# Work to do
Report how many lines of the listing below contain the string "orange", treating uppercase and lowercase letters as different. Give only the number.
======
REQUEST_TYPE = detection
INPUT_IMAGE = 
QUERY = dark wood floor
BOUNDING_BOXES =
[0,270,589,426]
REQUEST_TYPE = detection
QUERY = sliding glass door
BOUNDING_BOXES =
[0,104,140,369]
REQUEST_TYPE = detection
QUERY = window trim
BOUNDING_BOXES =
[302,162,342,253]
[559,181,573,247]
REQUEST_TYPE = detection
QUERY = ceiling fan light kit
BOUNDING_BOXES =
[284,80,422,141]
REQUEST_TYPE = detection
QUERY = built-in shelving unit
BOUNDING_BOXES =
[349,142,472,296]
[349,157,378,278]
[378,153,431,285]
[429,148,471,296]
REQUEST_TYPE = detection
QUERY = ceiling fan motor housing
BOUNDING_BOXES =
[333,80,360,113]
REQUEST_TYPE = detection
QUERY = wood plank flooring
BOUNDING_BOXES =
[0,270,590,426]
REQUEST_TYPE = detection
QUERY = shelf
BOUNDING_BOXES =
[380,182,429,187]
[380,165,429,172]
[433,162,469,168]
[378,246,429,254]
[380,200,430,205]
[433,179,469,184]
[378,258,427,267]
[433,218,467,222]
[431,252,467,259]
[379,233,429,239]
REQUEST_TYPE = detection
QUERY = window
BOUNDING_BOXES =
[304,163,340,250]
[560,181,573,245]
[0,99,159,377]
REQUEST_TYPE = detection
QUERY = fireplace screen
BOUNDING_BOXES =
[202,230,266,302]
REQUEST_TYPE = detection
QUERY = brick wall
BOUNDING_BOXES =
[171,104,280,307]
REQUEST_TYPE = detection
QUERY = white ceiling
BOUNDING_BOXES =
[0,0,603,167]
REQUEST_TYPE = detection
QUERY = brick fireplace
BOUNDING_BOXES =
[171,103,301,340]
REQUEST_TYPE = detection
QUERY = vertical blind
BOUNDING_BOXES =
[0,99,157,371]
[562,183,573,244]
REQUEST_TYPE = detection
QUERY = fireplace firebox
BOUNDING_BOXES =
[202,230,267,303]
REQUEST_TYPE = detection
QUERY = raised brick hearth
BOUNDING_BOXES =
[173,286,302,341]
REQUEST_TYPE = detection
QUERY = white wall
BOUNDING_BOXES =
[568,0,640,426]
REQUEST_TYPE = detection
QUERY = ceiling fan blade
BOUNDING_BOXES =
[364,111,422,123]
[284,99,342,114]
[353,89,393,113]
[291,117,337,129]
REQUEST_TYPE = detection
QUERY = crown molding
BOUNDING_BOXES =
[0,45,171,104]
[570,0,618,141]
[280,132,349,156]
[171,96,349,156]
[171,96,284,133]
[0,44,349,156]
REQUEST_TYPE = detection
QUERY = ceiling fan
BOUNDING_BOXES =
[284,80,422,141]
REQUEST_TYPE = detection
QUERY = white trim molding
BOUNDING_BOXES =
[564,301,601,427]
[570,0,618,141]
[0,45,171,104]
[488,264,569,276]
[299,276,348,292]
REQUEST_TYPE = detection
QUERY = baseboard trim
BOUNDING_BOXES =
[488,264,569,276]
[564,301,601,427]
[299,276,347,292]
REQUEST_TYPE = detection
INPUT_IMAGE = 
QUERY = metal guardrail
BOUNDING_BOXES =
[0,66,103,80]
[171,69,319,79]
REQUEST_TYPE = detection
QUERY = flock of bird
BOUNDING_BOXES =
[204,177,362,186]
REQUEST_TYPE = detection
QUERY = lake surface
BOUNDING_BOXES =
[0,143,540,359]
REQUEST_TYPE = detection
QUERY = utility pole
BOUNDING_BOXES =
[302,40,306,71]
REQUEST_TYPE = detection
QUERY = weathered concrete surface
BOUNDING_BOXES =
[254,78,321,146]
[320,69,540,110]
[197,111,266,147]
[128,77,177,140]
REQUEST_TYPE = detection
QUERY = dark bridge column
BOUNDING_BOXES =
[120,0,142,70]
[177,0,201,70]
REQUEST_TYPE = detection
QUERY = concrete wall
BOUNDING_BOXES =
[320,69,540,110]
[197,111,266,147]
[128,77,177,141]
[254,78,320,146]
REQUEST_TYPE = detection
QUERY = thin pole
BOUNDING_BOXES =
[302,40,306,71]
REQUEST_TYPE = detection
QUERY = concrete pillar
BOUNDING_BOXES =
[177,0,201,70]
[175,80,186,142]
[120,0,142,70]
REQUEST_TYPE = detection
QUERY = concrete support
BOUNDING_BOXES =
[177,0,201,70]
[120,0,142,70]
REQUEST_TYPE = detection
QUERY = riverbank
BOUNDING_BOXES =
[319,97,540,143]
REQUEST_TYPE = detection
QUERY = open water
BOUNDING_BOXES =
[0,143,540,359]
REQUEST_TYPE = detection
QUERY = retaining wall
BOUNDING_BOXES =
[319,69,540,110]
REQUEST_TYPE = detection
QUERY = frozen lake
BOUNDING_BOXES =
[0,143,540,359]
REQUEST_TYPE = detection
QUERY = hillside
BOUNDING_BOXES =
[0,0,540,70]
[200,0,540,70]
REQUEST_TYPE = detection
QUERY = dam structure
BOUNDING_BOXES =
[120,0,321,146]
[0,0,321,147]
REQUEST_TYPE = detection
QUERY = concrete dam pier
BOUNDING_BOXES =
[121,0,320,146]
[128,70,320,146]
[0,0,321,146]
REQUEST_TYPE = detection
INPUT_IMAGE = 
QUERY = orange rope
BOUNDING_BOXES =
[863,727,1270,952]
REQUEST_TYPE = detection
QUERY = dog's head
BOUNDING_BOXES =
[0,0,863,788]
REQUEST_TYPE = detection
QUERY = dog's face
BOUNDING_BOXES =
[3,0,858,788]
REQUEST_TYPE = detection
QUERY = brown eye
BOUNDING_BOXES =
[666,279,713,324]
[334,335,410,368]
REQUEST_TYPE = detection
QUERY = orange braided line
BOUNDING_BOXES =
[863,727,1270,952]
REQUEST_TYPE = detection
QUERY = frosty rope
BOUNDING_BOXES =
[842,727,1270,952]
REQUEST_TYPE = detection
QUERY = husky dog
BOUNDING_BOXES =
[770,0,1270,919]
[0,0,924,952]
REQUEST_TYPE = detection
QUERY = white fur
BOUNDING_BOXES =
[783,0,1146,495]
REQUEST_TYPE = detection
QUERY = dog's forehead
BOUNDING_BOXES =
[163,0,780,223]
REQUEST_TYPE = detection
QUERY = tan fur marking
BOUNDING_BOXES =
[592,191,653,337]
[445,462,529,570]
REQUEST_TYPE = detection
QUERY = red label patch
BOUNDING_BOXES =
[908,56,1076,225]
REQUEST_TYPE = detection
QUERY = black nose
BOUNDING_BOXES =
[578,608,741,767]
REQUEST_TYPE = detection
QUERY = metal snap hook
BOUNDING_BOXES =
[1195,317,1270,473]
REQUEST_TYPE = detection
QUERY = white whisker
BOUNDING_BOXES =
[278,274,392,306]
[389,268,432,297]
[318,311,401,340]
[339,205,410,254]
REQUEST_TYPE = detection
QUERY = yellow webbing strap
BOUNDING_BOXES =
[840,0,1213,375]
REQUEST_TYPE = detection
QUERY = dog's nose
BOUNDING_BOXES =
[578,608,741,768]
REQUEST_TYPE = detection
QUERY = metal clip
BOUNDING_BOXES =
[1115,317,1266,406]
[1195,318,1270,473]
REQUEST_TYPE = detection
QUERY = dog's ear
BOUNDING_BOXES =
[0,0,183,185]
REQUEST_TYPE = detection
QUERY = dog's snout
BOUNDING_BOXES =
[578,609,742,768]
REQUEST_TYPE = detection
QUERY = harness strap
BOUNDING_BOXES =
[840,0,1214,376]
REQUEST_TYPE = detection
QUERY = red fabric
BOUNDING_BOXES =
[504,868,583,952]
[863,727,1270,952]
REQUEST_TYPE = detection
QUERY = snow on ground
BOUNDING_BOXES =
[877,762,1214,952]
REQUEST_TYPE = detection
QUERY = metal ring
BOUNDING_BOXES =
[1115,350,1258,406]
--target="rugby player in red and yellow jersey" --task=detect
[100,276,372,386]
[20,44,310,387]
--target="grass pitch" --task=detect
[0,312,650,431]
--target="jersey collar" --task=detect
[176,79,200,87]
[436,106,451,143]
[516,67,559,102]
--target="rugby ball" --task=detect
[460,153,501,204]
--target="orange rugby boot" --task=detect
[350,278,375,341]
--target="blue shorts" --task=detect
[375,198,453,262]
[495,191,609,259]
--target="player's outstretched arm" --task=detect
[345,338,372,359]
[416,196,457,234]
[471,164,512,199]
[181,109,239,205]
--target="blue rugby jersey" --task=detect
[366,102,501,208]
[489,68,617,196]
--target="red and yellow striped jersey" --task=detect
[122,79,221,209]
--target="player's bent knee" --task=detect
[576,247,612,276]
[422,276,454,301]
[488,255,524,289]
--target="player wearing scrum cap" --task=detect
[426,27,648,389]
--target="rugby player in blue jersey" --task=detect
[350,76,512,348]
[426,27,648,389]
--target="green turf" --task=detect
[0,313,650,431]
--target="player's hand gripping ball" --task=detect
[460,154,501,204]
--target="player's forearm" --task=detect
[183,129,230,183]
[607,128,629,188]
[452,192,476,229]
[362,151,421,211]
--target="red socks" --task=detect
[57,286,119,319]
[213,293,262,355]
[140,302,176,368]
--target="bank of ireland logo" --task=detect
======
# Result below
3